▼

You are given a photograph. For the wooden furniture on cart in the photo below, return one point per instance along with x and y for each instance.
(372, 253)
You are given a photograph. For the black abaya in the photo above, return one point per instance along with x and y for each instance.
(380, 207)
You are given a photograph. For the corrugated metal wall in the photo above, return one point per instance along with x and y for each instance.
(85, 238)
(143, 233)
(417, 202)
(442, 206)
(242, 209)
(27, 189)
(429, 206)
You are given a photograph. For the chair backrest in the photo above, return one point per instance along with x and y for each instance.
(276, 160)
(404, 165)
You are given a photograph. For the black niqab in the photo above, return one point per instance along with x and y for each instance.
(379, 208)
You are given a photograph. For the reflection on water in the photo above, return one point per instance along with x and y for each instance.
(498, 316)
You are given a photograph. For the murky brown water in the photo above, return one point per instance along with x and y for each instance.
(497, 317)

▲

— Problem details —
Reproduce every one of the rows above verbatim, keeping each line in its original order.

— Worked solution —
You are given a photograph. For the wooden furniture on cart in the photo below, return one point per instance along with x and y for each instance.
(372, 253)
You are given a photograph. For the black abaya in the photo above, return one point per instance along with x and y for each instance.
(380, 207)
You are given a photograph. For the corrugated metal wall in the photo above, return one point per instance along with x and y for each instance.
(85, 238)
(143, 233)
(417, 202)
(442, 206)
(242, 209)
(27, 189)
(429, 206)
You are given a photograph. For the chair backrest in the photo above, return one point per instance along with x and y for each instance.
(276, 160)
(404, 165)
You are given a photograph. For the black niqab in the photo above, return one point per instance along with x and y for each instance.
(379, 208)
You are given a photograph. For the reflection on water in the photo above, return one point per instance along with x and y for each instance.
(498, 316)
You are given a photograph. For the murky brown water in the photo above, return one point per instance along with x and y for each instance.
(497, 317)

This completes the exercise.